Task set ▸
(a) Convert the listing, from the line with "Per instance of the parked dark" through the end of the listing, into a Markdown table with the columns Row and Line, leaving out blank lines.
(b) Carry on the report about the Pegasus spyware investigation in Azerbaijan from the point where it stops.

Text ▸

* begin *

An international collaborative reporting on the #PegasusProject released simultaneously by a number of international media, including The Guardian, the Wire India, the Washington Post, and OCCRP among 12 others, the global investigation documents how NSO Group, an Israeli surveillance company, sold Pegasus, a hacking software, to authoritarian regimes to target human rights activists, journalists, and lawyers across the world based on an investigation into a massive data leak. The investigation and the list were coordinated and obtained by the Paris-based journalism nonprofit Forbidden Stories and advised by Amnesty International.
Among the countries revealed to be using Pegasus was also Azerbaijan.
Ever since traces of surveillance technology were revealed to be in use to targeted civil society in Azerbaijan, there were suspicions that among the technology deployed, was also Pegasus. The most recent investigation, confirms these suspicions.
The data leak, containing some 50,000 phone numbers also showed that some of the people identified as owners of the targeted phone numbers were people of interest by clients of NSO since 2016.
According to OCCRP, at least 1000 of those numbers are from Azerbaijan.
“Reporters spent months establishing the identity of the people behind the numbers, and succeeded in verifying nearly a quarter. While NSO Group describes itself as a company that helps governments detect and prevent terrorism and crime, the list of Azerbaijanis selected for targeting shows how the tool was systematically abused. All but a few of the numbers identified by reporters belonged to journalists, activists, lawyers, and members of the country’s beleaguered opposition.

* end *

Data for processing ▸
* begin *

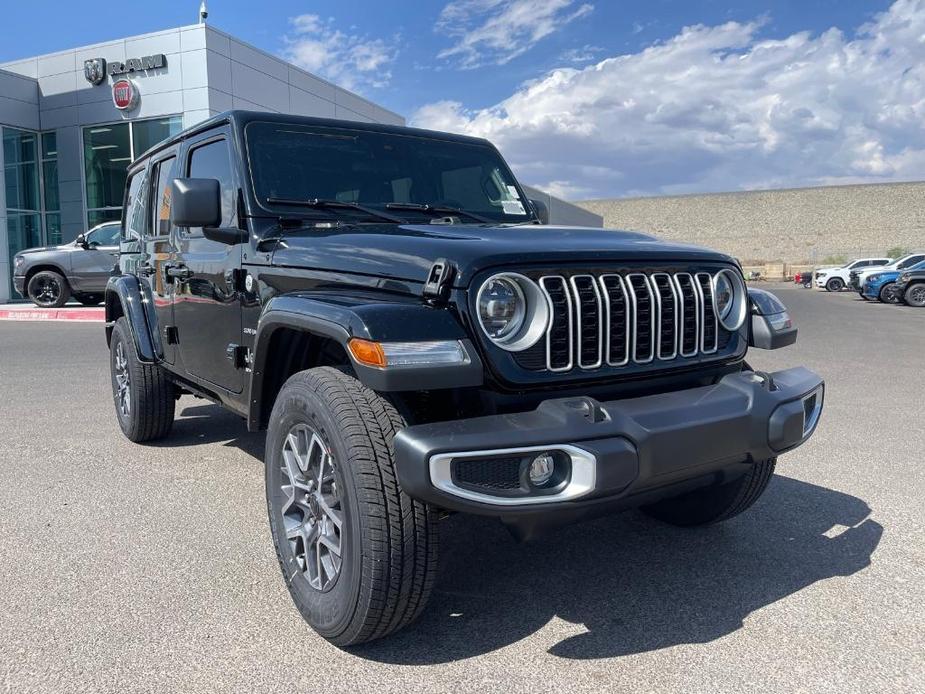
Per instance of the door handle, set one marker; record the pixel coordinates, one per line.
(179, 272)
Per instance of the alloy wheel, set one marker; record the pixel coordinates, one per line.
(313, 515)
(917, 295)
(49, 289)
(123, 382)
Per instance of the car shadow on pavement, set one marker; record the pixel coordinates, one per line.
(201, 424)
(628, 584)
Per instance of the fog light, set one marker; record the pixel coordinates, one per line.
(542, 469)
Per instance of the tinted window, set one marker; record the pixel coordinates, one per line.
(106, 235)
(214, 161)
(136, 204)
(299, 162)
(164, 174)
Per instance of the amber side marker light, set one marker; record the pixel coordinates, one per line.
(408, 354)
(367, 352)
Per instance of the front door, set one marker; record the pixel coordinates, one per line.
(92, 266)
(207, 304)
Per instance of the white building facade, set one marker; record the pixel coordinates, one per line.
(72, 121)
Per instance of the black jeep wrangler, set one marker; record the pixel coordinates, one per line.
(389, 305)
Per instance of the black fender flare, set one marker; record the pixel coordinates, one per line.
(126, 296)
(341, 318)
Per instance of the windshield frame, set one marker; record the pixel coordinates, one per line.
(319, 214)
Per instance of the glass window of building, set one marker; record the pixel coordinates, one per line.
(108, 151)
(147, 133)
(52, 204)
(21, 179)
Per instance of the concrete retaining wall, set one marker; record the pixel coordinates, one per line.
(804, 225)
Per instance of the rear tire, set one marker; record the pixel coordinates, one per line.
(145, 399)
(915, 295)
(380, 576)
(887, 295)
(48, 289)
(718, 503)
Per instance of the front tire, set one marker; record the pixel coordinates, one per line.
(915, 295)
(718, 503)
(144, 397)
(90, 299)
(358, 555)
(887, 294)
(48, 289)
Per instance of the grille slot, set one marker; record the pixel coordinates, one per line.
(616, 319)
(589, 323)
(642, 301)
(633, 318)
(709, 334)
(559, 335)
(667, 326)
(689, 314)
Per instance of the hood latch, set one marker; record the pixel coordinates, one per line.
(439, 281)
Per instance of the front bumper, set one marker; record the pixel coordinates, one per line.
(627, 451)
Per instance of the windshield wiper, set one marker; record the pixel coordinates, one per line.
(320, 203)
(438, 209)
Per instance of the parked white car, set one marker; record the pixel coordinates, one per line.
(858, 277)
(836, 279)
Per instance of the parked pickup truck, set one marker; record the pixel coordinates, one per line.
(388, 304)
(50, 276)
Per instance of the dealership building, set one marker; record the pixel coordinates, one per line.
(72, 121)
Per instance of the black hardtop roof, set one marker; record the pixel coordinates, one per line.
(238, 119)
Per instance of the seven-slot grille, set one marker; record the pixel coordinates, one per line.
(634, 318)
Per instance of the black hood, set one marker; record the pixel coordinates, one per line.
(406, 252)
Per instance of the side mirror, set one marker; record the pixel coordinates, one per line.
(195, 202)
(771, 325)
(541, 210)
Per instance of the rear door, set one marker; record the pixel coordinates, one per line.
(207, 309)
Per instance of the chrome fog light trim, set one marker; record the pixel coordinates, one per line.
(581, 480)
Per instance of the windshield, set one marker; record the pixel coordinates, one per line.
(105, 235)
(381, 171)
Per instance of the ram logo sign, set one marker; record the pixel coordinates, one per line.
(147, 62)
(95, 70)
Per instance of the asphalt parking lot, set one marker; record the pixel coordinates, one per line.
(129, 568)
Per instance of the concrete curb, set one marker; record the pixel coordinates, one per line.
(31, 313)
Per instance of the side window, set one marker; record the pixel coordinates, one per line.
(136, 203)
(163, 175)
(213, 160)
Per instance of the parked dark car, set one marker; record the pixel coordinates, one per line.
(50, 276)
(388, 304)
(911, 287)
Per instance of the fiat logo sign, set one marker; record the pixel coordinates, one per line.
(124, 94)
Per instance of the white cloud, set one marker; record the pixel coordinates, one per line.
(718, 108)
(353, 61)
(497, 31)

* end *

The answers ▸
(a)
| Row | Line |
|---|---|
| 1 | Per instance of the parked dark car, set one marker; record the pixel coordinates, one per line. |
| 2 | (50, 276) |
| 3 | (388, 304) |
| 4 | (911, 287) |
| 5 | Per instance of the fiat logo sign, set one marker; record the pixel coordinates, one per line. |
| 6 | (124, 94) |
| 7 | Per instance of the white cloud, set one marker; record the pixel coordinates, one per line. |
| 8 | (718, 108) |
| 9 | (353, 61) |
| 10 | (497, 31) |

(b)
Of the 245 Azerbaijani phone numbers on the list that were identified, a fifth belonged to reporters, editors, or media company owners.”
In its response, NSO Group, “claimed the data used by reporters was misinterpreted and that it does not allow its clients to abuse its software, which, it reiterated, is meant only to surveil criminals and terrorists,” while not responding to specific questions about Azerbaijan.
“NSO describes its customers as 60 intelligence, military and law enforcement agencies in 40 countries, although it will not confirm the identities of any of them, citing client confidentiality obligations. The consortium found many of the phone numbers in at least 10 country clusters, which were subjected to deeper analysis: Azerbaijan, Bahrain, Hungary, India, Kazakhstan, Mexico, Morocco, Rwanda, Saudi Arabia and the United Arab Emirates. Citizen Lab also has found evidence that all 10 have been clients of NSO, according to Bill Marczak, a senior research fellow.”
Among identified journalists and activists on the list are:
- Khadija Ismayilova, journalist
- Sevinc Vagifgizi, journalist, Meydan TV
- Fatima Movlamli, activist/journalist
- Ilkin Rustamzade, activist, and his former wife Amina
- Nine current and former journalists from Azadliq.info
- Bahaddin Haziyev, editor, “Bizim Yol” newspaper
- Elkhan Shukurlu, editor-in-chief of Strateq.az
- Avaz Zeynalli, editor-in-chief of Khural
- Anar Orujov, founder of Kanal 13
- Aziz Orujov, director of Kanal 13
- Rauf Arifoglu, editor in chief of Musavat newspaper
- Mehman Huseynov, former political prisoner, and citizen journalist
- Bayram Mammadov (who died in Istanbul earlier this year) and Giyas Ibrahimov – the graffiti prisoners (Mammadov, his father, and Ibrahimov’s mother are all on the list
According to OCCRP, the list also includes “more than 40 Azerbaijani activists and their family members on the list. Their presence on the list begins in 2019.”
In its report, the Washington Post writes, “the list does not identify who put the numbers on it, or why, and it is unknown how many of the phones were targeted or surveilled. But forensic analysis of the 37 smartphones shows that many display a tight correlation between time stamps associated with a number on the list and the initiation of surveillance, in some cases as brief as a few seconds.”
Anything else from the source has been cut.